Information shown →
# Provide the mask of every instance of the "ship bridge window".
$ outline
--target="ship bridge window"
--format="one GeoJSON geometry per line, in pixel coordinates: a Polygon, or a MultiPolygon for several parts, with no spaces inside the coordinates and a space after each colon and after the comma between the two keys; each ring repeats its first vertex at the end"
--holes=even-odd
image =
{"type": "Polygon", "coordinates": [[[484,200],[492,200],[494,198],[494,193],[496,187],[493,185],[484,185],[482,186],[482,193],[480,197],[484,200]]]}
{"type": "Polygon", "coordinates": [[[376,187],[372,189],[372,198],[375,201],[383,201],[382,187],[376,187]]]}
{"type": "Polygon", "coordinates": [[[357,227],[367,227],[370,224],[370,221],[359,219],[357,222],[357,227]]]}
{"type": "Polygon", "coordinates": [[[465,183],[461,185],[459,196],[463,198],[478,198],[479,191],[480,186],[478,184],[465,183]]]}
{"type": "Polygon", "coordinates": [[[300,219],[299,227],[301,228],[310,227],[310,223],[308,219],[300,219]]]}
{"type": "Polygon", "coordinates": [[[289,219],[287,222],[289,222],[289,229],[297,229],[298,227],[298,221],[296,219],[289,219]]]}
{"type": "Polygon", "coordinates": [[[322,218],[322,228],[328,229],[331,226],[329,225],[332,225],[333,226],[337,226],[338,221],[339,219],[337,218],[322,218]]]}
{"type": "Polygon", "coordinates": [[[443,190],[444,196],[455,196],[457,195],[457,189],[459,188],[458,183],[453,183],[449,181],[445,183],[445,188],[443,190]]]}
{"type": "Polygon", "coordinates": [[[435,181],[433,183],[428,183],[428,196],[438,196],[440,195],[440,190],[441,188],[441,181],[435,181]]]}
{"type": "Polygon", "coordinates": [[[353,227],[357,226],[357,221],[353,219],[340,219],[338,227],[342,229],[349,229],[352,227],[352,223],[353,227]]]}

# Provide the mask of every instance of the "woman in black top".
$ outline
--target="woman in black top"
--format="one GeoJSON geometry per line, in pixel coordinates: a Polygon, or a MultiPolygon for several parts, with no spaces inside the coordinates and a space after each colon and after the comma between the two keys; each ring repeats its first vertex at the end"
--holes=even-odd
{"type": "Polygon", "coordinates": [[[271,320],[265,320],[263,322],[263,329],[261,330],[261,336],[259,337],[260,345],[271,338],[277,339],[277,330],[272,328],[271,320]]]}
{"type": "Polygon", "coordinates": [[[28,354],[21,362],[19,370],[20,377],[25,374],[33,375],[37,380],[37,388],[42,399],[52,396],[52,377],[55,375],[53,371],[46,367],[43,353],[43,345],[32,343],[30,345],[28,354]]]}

Work to complete → Write out all the records above again, exactly as they stand.

Exercise result →
# Provide the mask of every instance of the "ship bridge window".
$ outline
--target="ship bridge window"
--format="one GeoJSON geometry per line, in pixel coordinates: a Polygon, or a MultiPolygon for several parts, with no spaces inside the coordinates and a space after each colon and after the comma between the two keys; each ring repeats its first vertex at the end"
--holes=even-odd
image =
{"type": "Polygon", "coordinates": [[[484,200],[492,200],[494,198],[494,193],[496,187],[493,185],[484,185],[482,186],[482,193],[480,197],[484,200]]]}
{"type": "Polygon", "coordinates": [[[376,187],[372,189],[372,198],[375,201],[383,201],[382,187],[376,187]]]}
{"type": "Polygon", "coordinates": [[[357,227],[367,227],[370,224],[370,221],[359,219],[357,222],[357,227]]]}
{"type": "Polygon", "coordinates": [[[465,183],[461,185],[459,196],[463,198],[478,198],[479,191],[480,186],[478,184],[465,183]]]}
{"type": "Polygon", "coordinates": [[[300,219],[299,227],[301,228],[310,227],[310,223],[308,219],[300,219]]]}
{"type": "Polygon", "coordinates": [[[289,219],[287,222],[289,222],[289,229],[297,229],[298,227],[298,221],[296,219],[289,219]]]}
{"type": "Polygon", "coordinates": [[[322,218],[322,228],[328,229],[331,226],[329,225],[332,225],[333,226],[337,226],[338,221],[339,219],[337,218],[322,218]]]}
{"type": "Polygon", "coordinates": [[[443,190],[444,196],[455,196],[457,195],[457,189],[459,188],[458,183],[453,183],[449,181],[445,183],[445,188],[443,190]]]}
{"type": "Polygon", "coordinates": [[[435,181],[433,183],[428,183],[428,196],[438,196],[440,195],[440,190],[441,188],[441,181],[435,181]]]}
{"type": "Polygon", "coordinates": [[[353,227],[357,226],[357,221],[353,219],[340,219],[338,227],[342,229],[349,229],[352,227],[352,223],[353,227]]]}

# Provide the mask of every instance of the "woman in black top".
$ outline
--target="woman in black top"
--format="one GeoJSON geometry per line, in pixel coordinates: a Polygon, or a MultiPolygon for several parts, with no spaces inside the coordinates and a space after each colon and after the comma between the two keys; each ring repeats its first vertex at the end"
--holes=even-odd
{"type": "Polygon", "coordinates": [[[271,320],[265,320],[263,322],[263,329],[261,330],[261,336],[259,337],[260,345],[271,338],[277,339],[277,330],[272,328],[271,320]]]}
{"type": "Polygon", "coordinates": [[[28,354],[21,362],[19,370],[20,377],[25,374],[33,375],[37,380],[37,388],[42,399],[52,396],[52,377],[55,375],[53,371],[46,367],[43,353],[43,345],[32,343],[30,345],[28,354]]]}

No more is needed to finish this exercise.